#### What is asked:
- 1) Answer the following from the advice column below.
(a) How long before their 13th anniversary did the letter writer's wife leave?
(b) How far away does the wife now live?
(c) How often does the former classmate e-mail the college student?
- 2) Extend the advice column below, picking up immediately after its final sentence.

#### Provided text:
I didn't know I had a problem until the day my wife/lover/best friend walked out on me two weeks before our 13th anniversary.
All our married life I worked a seven-day-a-week factory job on second shift, and in the mornings managed my own retail business.
I thought everything at home was great. Our house and cars were paid for. We even owned a boat. It turns out that all my wife wanted was for me to hold her, love her and "be there" for her. Now she lives 600 miles away.
I learned my lesson the hard way. I closed my business, but it's too late. Abby, please warn your readers about the danger of becoming a workaholic. Material things are not worth the price of losing the one person who shares your life. I hope my story will save someone else's marriage.
Hit With Reality In Michigan
So do I. In order for couples to grow together, they must communicate, spend time with each other and share mutual interests. Good marriages don't just happen. Like anything else worth having, they require work and nurturing.
I am a female college student. I am having a problem with a former classmate from last semester. I'll call her Theresa. We started a friendship, but the conversation was always awkward, and we had few common interests, so it was a chore to spend time with her. Not a good formula for friendship.
Theresa calls my apartment and my cell phone, and she e-mails me on a weekly basis. I screen all of my calls and never respond to her e-mails, but she hasn't taken the hint.
How does one "nicely" end a friendship without burning bridges? Our paths may cross again one day in the corporate world. None of my family or friends have an answer.
Besieged in Massachusetts
Since you never see her and do not respond to her e-mails, it shouldn't be difficult to tell your former classmate that you are very busy and do not have the time she has to devote to a friendship. Say it kindly, and wish her all the best in the future.

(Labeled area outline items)
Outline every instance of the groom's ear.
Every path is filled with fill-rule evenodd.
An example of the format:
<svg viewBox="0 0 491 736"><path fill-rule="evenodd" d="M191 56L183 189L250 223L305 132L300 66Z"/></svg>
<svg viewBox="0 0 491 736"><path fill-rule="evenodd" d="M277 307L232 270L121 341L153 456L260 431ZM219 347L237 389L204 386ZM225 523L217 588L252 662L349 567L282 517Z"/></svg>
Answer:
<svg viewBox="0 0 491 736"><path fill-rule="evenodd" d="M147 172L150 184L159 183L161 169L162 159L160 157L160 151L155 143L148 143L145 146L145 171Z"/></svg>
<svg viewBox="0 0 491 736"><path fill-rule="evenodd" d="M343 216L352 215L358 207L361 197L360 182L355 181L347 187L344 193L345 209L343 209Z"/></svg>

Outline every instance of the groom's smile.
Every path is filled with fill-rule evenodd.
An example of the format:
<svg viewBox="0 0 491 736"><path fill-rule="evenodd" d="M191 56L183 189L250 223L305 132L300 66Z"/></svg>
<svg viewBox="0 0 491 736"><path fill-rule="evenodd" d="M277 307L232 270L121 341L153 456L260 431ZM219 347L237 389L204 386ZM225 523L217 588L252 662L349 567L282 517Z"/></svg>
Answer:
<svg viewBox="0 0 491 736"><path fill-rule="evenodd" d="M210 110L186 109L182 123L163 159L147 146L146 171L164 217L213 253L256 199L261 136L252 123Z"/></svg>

#### Expected answers:
- 1)
(a) Two weeks.
(b) 600 miles away.
(c) On a weekly basis.

- 2)
My boyfriend, "Brian," and I are in our early thirties. In June we will have been dating for six years. We've lived together for four. I am ready for marriage and a family, but Brian considers marriage a "financial decision." He has told me more than once that he would gain nothing by marrying me.
Frankly, our living arrangement has never been financially ideal for me. At the time we moved in together, I had been making payments on a small home that would have been paid for by now. I sold it (taking a loss) and gave away all my furniture when I moved in with Brian. He had just purchased a pricey home, and I have always paid him rent and shared all living expenses.
So I have to ask myself: What does my live-in companion have to "lose" financially by marrying me? I continue to pay him rent. At my own expense I have painted the bedrooms, put up all new drapes and blinds, planted a beautiful garden -- all for a house that's not even mine.
Last June, I gave Brian one year to ask me to marry him. Here it is almost May, and he is no closer to proposing now than he was then. Am I being unreasonable to expect a serious commitment? Any advice would help. Sign me . . .
Colorado Lady in Waiting
Unreasonable, no. Naive, yes. Your boyfriend is a self-admitted cash-and-carry kind of guy. He is only interested in the financial benefits of your current arrangement.
You have stars in your eyes, and Brian is blinded by dollar signs. If you want a real partnership, find someone with whom you have more in common.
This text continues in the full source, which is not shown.